== Data listing ==
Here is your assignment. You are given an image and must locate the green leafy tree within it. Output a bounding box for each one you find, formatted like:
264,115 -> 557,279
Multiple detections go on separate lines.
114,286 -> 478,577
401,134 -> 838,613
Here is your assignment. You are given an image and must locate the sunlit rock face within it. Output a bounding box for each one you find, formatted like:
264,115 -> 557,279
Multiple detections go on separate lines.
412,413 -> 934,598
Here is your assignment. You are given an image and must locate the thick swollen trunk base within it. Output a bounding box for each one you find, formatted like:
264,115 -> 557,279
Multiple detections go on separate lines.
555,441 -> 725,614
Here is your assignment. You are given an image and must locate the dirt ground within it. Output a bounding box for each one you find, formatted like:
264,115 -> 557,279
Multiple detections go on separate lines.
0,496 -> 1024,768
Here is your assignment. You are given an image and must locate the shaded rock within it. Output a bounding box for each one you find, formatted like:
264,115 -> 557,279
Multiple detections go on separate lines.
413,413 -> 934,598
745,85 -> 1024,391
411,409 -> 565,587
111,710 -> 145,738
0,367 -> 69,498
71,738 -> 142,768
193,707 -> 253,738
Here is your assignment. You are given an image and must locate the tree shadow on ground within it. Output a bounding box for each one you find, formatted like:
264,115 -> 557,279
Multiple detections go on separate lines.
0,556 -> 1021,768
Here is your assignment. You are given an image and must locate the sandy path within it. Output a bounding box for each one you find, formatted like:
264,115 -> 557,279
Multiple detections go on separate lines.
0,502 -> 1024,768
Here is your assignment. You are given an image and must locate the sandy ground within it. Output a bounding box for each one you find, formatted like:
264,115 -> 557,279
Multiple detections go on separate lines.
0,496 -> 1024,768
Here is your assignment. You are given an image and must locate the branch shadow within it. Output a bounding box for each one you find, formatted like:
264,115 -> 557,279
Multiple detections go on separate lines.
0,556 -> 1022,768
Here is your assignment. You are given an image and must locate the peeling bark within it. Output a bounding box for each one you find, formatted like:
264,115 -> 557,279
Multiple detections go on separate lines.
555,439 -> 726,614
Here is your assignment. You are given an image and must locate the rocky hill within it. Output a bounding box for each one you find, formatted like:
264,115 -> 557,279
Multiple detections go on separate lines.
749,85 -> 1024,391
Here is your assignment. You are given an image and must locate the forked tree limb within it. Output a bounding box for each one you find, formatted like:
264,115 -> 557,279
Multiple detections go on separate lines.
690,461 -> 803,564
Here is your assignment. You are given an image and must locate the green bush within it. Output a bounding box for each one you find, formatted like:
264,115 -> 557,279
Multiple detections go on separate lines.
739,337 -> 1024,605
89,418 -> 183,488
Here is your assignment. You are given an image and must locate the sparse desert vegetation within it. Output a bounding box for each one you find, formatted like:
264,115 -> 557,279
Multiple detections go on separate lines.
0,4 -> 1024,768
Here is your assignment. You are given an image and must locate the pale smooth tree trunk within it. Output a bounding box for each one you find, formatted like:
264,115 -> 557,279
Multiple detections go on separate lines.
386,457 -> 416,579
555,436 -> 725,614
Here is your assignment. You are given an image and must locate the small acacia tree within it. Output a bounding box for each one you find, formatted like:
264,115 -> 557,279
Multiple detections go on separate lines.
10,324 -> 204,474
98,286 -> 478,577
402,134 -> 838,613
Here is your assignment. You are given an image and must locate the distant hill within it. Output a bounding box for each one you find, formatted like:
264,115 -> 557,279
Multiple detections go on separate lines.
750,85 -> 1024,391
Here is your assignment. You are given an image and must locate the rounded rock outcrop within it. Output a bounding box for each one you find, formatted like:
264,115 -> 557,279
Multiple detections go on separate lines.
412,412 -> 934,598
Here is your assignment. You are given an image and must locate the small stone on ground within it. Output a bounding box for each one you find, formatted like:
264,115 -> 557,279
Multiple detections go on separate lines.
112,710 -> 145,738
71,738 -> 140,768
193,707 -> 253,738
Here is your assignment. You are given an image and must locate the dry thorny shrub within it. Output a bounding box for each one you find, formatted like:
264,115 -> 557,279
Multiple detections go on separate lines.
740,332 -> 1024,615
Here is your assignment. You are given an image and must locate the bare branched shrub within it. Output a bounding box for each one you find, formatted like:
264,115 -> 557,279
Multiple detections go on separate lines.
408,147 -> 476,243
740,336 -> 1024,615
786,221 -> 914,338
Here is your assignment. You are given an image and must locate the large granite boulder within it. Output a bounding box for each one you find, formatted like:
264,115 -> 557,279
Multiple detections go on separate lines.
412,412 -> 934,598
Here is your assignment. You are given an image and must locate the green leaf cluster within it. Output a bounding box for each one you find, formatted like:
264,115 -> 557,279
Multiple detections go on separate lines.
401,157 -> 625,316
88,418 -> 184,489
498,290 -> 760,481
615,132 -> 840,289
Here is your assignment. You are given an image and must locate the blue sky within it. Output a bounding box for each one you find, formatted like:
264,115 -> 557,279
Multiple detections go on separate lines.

== Task directions ==
Give the lines of the records as a numbered list, starting with the line that contains "locate the shaded" and ending after the line that contains "89,418 -> 183,488". Leave out any blank lines.

== Result ==
1. Here is your assignment. You are given an image and must locate the shaded rock within it. Output a bounding box for each one you find, formatted like:
2. 264,115 -> 557,279
3. Multiple detections go on separate lines.
4. 413,413 -> 934,598
5. 745,85 -> 1024,391
6. 411,409 -> 565,587
7. 111,710 -> 145,738
8. 0,367 -> 69,498
9. 71,738 -> 142,768
10. 193,707 -> 253,738
11. Here is your assignment. You are given an image and must locate the tree shadow on ground within it. Output a bounding box for each one you find, formatted like:
12. 264,115 -> 557,279
13. Multiple detections go on separate lines.
14. 0,556 -> 1021,768
15. Here is your assignment. You are given an image and must locate the sandy path within it. Output a bounding box for each one you find, formatted like:
16. 264,115 -> 557,279
17. Multiple detections go on separate lines.
18. 0,502 -> 1024,768
19. Here is your assignment. You are given an image and must locate the sandy ground within it. Output a bounding box for each one you find, formatted like:
20. 264,115 -> 557,279
21. Multiple detections go on separate lines.
22. 0,496 -> 1024,768
23. Here is your assignment. You are given an image and must locate the branch shadow within it. Output a bounding box for each one you find, formatted like:
24. 264,115 -> 557,279
25. Multiple detections go on separate lines.
26. 0,556 -> 1022,768
27. Here is your assignment. You are given an image and must locate the peeling bark within it. Output a bounding box for each one you find, formatted like:
28. 264,115 -> 557,279
29. Multiple detections go on separate lines.
30. 555,439 -> 726,614
31. Here is your assignment. You are given an image and must locate the rocky hill within it. Output a bounding box for each one you find, formatted like:
32. 264,115 -> 557,279
33. Multiple detections go on separate lines.
34. 749,85 -> 1024,391
35. Here is your assignment. You are given an image and must locate the forked tree limb within it. Output a bounding box for each one you find, formatted like:
36. 264,115 -> 557,279
37. Multiple detections go on separate lines.
38. 690,461 -> 803,564
39. Here is your assignment. You are given an image and must locate the green bush within it. Output a bounding box for each one you find, formatted like:
40. 264,115 -> 557,279
41. Multiple detections go on separate lines.
42. 739,337 -> 1024,605
43. 89,418 -> 183,488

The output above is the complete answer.